ACTION REQUISE 1: Quelles lignes du listing contiennent la chaîne « negative » ? Sélectionnez-les toutes et recopiez-les.

-------- TEXTE SOURCE

Ce jour là, on avait un peu la flemme pour une balade à vélo et on n'était pas trop sur.es que le temps resterait beau. Alors on a décidé de simplement visiter le cimetière le plus proche de chez nous : Donaghcomper, le principal cimetière de Celbridge (oui, il y en a un autre...). Avant cela, on avait visité le cimetière moderne de Confey, à Leixlip (la ville d’à coté), du coup je m'attendais un peu à revoir le même genre de chose à Celbridge, sans grande nouveauté. Et bien je me trompais entièrement! Il semble que chaque cimetière irlandais ait décidément son identité propre, et celui de Donaghcomper est tellement fascinant qu'il est probable que j'y revienne dans des articles à venir, pour en explorer certains éléments plus en détails. À Donaghcomper, on trouve réunis au même endroit le vieux cimetière, un grand cimetière moderne, et une partie que je qualifierais même de "post-moderne" (je vais m'expliquer, bien entendu). Toute une richesse de vieilles pierres, de traditions qui perdurent et de résistance discrète à de nouvelles règles standardisées qui pourrait résumer l'Irlande de façon plus générale. De la croix celtique aux arbres à fées en passant par les immanquables tombes d'enfants et le maintien de la communauté et de l'humour par-delà la mort, tellement de choses qu'il est impossible de tout détailler en une seule fois, ceci n'est donc qu'une rapide présentation.


Puisqu'il s'agit à l'origine d'un cimetière ancien, je vais logiquement commencer par un peu d'histoire. D’après le panneau de présentation à l'entrée, le nom du cimetière vient des mots irlandais Domhnach (église) et cumar (confluence), on pourrait donc le traduire par "l'église où les rivières se rejoignent". L'entrée principale indique d'ailleurs "Donaghcumper" avec un U, ce qui est plus proche de la version en irlandais (mais je l'ai vu écrit avec un O partout ailleurs). C'est non-seulement le nom de l'église et du cimetière, mais aussi de toute une partie du territoire de Celbridge, et du manoir des propriétaires historiques.

Contrairement à beaucoup de cimetières anciens où l'église est facilement accessible, à Donaghcomper elle est si vieille qu'on l'a jugée dangereuse et que des barrières empêchent de s'en approcher. Elle daterait de la mi-XIIeme siècle, avec des ajouts datant du XIVeme, se qui se voit notamment à la forme des fenêtres. Elle aurait donc été construite avant l'établissement du monastère de St Wolstan (en 1202), dont elle dépendait. Le monastère fut supprimé par la réforme du roi Henri VIII en 1536, et l'église devint protestante. Cette image résume bien le danger de son état, quoiqu'elle ait de beaux restes pour un bâtiment si ancien.

----------------
-------- SUPPORTS D'EXERCICE

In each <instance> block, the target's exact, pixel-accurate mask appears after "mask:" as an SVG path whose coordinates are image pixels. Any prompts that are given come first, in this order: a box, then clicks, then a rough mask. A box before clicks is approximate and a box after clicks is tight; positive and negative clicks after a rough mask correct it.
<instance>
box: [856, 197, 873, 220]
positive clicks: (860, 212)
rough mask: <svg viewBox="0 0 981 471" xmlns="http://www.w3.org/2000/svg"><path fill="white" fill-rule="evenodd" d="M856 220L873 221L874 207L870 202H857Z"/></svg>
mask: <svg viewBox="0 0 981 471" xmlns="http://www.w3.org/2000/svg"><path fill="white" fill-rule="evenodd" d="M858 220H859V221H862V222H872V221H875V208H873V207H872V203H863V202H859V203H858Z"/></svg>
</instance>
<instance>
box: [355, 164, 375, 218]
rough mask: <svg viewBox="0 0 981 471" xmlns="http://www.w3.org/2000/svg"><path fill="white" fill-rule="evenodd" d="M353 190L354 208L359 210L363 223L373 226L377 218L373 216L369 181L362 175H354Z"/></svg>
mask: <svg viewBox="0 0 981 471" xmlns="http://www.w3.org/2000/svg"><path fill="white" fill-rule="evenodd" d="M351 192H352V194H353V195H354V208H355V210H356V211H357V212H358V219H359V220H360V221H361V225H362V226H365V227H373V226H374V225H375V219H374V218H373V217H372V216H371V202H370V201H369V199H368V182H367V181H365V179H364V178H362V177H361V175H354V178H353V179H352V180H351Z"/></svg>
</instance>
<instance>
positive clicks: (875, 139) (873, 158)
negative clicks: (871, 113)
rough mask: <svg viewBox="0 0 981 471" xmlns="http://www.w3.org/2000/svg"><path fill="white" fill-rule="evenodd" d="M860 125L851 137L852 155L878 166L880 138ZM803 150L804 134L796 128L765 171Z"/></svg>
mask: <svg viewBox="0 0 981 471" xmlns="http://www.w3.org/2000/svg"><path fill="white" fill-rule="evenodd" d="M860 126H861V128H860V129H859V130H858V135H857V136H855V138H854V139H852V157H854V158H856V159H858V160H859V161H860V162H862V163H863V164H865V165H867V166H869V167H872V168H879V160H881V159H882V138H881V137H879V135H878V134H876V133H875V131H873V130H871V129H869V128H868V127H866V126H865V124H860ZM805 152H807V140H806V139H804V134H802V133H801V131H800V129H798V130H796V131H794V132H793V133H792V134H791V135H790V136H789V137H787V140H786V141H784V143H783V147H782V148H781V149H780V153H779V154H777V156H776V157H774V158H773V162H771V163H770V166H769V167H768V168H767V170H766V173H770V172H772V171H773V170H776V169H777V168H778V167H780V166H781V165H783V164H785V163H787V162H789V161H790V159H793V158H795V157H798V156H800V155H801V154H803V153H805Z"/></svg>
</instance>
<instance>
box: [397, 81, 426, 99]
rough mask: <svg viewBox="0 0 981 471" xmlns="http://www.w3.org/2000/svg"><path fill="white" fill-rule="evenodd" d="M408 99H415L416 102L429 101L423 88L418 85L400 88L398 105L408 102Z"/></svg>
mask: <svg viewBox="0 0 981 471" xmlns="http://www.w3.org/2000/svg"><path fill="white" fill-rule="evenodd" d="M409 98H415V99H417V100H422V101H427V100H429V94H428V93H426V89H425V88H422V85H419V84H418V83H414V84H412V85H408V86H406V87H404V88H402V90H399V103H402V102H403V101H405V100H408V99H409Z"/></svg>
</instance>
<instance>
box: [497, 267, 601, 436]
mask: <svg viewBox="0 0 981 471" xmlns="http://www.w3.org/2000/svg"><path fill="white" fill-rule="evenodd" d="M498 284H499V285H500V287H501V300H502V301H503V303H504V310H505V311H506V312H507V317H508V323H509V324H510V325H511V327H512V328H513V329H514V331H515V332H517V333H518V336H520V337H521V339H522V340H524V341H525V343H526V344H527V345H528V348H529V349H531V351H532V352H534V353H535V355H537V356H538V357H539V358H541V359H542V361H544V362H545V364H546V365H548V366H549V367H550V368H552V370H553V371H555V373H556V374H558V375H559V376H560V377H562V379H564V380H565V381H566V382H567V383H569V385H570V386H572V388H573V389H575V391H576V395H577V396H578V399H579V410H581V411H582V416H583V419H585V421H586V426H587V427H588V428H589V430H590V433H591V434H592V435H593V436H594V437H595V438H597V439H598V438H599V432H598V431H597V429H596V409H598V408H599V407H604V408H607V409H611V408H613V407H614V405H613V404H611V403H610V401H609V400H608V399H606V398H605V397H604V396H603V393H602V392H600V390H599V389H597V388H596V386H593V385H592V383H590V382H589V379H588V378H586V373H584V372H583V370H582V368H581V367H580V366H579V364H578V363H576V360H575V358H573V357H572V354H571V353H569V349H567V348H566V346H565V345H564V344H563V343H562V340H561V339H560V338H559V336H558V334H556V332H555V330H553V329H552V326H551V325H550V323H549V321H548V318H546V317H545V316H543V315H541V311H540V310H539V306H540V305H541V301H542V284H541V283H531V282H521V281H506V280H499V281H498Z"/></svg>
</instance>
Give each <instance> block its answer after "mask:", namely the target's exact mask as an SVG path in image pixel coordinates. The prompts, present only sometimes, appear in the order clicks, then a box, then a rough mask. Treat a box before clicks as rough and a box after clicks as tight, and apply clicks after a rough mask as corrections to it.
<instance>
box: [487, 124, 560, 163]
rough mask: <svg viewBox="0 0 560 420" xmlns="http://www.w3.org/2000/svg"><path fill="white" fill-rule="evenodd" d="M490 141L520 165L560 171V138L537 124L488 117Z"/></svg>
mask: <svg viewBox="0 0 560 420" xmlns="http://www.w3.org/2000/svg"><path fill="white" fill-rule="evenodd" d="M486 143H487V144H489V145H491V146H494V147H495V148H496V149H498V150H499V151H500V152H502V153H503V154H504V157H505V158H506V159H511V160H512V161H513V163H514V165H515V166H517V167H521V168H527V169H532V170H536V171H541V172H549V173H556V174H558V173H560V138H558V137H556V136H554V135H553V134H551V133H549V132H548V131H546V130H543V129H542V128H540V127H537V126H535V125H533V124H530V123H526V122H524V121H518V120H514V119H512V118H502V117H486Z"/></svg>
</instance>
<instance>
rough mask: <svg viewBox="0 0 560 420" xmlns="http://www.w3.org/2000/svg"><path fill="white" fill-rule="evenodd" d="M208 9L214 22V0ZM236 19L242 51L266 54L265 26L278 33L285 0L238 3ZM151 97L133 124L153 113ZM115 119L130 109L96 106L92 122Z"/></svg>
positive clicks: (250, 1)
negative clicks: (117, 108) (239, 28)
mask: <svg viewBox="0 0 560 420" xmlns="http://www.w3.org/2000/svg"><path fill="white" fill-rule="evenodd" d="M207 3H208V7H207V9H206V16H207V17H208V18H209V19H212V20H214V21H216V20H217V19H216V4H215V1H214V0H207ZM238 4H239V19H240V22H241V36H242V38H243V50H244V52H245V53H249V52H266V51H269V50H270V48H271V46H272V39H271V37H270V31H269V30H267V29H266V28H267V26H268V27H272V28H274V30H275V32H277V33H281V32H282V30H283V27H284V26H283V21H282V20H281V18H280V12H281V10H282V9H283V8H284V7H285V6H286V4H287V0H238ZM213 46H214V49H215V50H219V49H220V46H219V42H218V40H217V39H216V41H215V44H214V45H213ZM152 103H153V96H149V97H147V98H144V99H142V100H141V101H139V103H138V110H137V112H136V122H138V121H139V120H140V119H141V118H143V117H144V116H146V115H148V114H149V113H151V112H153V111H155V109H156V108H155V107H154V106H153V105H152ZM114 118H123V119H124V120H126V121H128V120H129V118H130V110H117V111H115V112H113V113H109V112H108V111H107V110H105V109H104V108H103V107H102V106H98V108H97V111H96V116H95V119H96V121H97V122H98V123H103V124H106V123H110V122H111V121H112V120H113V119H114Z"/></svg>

----------------

ACTION REQUISE 2: Comment résumer sous forme de liste, en gardant ses faits principaux, le paragraphe du texte sur le cimetière de Donaghcomper qui commence par « Contrairement à beaucoup de cimetières anciens » ?

RÉPONSE FINALE 1:
In each <instance> block, the target's exact, pixel-accurate mask appears after "mask:" as an SVG path whose coordinates are image pixels. Any prompts that are given come first, in this order: a box, then clicks, then a rough mask. A box before clicks is approximate and a box after clicks is tight; positive and negative clicks after a rough mask correct it.
negative clicks: (871, 113)
negative clicks: (117, 108) (239, 28)

RÉPONSE FINALE 2:
- À Donaghcomper, l'église est si vieille qu'on l'a jugée dangereuse, et des barrières empêchent de s'en approcher.
- Elle daterait du milieu du XIIe siècle, avec des ajouts du XIVe siècle, visibles notamment à la forme des fenêtres.
- Elle aurait donc été construite avant le monastère de St Wolstan (établi en 1202), dont elle dépendait.
- Le monastère fut supprimé en 1536 par la réforme du roi Henri VIII, et l'église devint protestante.
- Malgré son état dangereux, elle garde de beaux restes pour un bâtiment si ancien.